● YOUR INSTRUCTIONS
Report each line from the listing that the string "striped" appears in.

── DATA PROVIDED

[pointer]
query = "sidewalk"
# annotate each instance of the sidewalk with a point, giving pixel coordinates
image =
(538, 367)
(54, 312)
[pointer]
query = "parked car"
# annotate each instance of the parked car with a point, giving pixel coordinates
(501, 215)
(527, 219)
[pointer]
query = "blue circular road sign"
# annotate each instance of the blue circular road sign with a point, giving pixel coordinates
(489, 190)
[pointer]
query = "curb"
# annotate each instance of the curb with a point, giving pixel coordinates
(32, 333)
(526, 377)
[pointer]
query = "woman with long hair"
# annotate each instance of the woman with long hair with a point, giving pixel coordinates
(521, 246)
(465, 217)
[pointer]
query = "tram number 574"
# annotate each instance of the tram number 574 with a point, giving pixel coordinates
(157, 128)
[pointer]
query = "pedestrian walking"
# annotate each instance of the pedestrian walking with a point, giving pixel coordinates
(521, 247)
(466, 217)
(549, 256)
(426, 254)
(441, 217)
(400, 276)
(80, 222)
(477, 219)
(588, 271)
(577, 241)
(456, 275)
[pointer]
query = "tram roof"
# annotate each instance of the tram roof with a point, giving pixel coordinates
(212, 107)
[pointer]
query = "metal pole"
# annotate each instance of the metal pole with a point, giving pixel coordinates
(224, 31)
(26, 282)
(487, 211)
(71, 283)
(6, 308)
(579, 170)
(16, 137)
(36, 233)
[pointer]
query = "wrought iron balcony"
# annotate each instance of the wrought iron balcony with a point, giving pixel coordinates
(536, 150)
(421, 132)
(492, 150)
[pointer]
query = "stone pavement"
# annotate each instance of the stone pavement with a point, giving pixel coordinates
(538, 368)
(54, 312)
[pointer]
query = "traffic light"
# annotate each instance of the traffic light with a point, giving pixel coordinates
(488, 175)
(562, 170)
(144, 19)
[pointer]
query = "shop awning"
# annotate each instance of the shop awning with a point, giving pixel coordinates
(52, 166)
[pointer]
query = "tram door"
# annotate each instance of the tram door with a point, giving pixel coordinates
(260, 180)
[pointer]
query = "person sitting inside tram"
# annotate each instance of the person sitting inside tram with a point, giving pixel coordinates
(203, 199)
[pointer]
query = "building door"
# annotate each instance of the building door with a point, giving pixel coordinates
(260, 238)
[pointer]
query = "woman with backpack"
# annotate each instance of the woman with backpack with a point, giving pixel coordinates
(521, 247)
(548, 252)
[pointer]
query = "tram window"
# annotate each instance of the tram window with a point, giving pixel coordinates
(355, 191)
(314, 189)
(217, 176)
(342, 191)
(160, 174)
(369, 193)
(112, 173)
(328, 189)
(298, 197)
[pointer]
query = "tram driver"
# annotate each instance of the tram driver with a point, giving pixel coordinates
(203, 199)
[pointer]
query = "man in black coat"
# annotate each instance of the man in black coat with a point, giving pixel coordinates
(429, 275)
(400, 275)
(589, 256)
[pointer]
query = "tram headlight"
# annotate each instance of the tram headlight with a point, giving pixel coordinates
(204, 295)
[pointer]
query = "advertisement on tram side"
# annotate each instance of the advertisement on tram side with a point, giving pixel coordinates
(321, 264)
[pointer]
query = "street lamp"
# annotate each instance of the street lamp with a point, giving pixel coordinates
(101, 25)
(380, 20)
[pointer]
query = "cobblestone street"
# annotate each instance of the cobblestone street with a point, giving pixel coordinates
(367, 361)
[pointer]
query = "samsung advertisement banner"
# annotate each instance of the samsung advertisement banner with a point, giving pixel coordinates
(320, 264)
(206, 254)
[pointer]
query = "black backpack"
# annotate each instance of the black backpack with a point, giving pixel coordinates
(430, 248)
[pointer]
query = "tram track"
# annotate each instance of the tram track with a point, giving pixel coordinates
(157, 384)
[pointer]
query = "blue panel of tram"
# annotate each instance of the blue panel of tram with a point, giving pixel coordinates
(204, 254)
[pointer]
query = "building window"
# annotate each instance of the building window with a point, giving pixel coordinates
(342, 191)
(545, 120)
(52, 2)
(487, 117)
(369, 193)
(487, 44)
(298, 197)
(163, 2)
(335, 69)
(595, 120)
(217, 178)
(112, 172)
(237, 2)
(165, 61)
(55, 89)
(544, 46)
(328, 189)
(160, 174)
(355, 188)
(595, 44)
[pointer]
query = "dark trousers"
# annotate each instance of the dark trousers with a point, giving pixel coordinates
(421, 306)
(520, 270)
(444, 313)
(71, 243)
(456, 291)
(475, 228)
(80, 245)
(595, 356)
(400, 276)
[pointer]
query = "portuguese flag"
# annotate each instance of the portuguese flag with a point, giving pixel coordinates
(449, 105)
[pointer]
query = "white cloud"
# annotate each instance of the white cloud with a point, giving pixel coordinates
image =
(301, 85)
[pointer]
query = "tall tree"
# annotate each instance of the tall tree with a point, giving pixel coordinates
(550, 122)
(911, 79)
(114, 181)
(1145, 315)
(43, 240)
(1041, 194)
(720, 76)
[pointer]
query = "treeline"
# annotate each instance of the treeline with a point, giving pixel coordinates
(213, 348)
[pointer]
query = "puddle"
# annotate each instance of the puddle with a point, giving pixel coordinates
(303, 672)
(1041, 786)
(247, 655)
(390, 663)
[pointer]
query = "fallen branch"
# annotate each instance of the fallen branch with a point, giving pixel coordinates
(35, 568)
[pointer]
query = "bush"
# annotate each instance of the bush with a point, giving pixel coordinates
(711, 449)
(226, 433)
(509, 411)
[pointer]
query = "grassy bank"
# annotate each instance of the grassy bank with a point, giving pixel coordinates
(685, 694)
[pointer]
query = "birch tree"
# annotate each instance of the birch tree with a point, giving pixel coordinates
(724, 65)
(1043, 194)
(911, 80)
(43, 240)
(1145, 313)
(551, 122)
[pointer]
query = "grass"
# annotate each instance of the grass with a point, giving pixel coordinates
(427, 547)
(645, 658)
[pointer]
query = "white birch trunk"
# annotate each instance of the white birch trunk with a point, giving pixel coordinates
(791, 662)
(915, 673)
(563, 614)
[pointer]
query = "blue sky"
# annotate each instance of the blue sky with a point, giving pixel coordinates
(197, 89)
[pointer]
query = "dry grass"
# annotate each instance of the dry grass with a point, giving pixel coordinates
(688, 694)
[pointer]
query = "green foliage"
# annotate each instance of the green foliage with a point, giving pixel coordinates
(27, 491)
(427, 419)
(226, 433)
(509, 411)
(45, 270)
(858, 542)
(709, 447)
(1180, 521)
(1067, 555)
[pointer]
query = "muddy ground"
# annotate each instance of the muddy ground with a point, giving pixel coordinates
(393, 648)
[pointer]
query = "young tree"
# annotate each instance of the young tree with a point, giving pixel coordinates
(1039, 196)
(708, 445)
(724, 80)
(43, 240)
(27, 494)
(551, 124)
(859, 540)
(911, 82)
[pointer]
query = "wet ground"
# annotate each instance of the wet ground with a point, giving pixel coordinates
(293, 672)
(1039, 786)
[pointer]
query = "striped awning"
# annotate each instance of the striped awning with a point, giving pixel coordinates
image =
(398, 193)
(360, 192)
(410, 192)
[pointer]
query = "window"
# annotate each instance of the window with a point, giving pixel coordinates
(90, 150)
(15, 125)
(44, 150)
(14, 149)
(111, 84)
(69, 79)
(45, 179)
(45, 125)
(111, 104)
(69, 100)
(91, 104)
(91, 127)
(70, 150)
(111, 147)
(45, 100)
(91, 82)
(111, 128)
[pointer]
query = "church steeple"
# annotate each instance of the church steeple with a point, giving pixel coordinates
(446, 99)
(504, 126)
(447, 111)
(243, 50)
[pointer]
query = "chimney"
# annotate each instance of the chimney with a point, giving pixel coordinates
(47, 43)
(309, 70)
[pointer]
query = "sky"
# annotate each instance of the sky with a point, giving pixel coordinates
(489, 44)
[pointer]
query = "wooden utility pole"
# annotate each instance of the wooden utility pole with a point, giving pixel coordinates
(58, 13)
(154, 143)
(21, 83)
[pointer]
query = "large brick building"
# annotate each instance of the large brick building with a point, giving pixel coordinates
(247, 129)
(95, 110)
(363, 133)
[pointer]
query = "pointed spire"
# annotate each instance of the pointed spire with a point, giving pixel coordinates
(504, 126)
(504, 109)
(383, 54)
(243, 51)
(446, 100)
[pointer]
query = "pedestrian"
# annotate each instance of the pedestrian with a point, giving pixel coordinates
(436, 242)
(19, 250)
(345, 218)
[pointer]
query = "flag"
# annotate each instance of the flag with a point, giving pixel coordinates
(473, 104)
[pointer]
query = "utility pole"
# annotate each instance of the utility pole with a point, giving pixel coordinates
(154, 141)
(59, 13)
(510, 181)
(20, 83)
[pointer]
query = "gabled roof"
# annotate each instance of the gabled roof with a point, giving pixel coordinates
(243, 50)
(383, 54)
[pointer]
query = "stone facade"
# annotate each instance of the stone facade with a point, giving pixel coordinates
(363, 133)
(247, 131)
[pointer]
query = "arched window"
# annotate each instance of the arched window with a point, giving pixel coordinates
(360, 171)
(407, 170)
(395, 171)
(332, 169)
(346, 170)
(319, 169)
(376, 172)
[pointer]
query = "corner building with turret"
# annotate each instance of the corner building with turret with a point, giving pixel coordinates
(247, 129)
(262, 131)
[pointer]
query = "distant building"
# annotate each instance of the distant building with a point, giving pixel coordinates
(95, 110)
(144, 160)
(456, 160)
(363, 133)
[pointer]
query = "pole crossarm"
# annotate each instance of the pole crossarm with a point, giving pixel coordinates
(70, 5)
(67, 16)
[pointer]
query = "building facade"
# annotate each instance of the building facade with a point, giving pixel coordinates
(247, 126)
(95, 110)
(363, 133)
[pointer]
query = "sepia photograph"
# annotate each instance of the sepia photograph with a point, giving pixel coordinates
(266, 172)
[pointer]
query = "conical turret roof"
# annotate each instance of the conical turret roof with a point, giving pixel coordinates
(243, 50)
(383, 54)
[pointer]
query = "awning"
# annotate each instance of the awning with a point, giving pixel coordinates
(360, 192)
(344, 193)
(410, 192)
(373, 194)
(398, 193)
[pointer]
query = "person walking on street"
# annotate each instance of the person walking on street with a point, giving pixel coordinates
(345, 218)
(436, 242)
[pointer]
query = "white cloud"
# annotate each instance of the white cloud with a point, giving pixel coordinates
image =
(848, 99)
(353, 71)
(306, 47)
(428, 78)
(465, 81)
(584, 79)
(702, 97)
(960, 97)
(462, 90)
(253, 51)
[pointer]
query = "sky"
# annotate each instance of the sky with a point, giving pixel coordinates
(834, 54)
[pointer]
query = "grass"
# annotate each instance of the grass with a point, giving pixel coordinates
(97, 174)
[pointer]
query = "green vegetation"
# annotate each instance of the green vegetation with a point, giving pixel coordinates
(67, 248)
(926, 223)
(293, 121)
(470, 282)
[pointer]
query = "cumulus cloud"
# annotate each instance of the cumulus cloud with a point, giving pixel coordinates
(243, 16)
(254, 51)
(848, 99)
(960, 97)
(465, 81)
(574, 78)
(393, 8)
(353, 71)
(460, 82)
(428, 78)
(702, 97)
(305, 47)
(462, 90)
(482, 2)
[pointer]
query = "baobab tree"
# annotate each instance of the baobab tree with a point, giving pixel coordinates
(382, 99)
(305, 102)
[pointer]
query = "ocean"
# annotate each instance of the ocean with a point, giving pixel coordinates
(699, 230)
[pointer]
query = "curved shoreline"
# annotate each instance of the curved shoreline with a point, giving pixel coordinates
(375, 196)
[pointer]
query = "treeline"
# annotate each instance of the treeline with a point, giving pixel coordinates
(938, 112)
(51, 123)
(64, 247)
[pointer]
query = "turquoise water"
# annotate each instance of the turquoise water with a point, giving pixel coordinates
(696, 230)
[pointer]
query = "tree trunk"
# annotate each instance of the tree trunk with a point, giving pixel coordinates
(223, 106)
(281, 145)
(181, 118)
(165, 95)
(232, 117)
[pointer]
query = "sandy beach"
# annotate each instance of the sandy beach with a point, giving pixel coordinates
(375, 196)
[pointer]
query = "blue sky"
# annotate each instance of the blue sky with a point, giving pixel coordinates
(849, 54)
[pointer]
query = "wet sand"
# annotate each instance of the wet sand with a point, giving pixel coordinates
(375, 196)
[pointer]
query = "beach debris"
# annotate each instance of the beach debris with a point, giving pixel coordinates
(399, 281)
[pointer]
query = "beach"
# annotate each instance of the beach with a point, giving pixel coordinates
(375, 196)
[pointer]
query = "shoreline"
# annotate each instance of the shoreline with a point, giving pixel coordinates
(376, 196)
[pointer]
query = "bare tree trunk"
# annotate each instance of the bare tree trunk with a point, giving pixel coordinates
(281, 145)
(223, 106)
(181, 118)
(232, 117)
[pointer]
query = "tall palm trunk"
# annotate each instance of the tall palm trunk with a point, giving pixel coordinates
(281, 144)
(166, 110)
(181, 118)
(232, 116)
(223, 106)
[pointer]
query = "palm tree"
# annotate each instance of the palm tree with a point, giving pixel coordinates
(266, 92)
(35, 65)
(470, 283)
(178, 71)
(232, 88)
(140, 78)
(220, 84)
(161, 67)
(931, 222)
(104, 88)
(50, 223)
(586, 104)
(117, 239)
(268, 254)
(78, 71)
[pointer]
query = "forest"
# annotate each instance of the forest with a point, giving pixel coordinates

────

● YOUR RESPONSE
query = "striped awning"
# annotate each instance of the striped awning with a point, giving pixel coordinates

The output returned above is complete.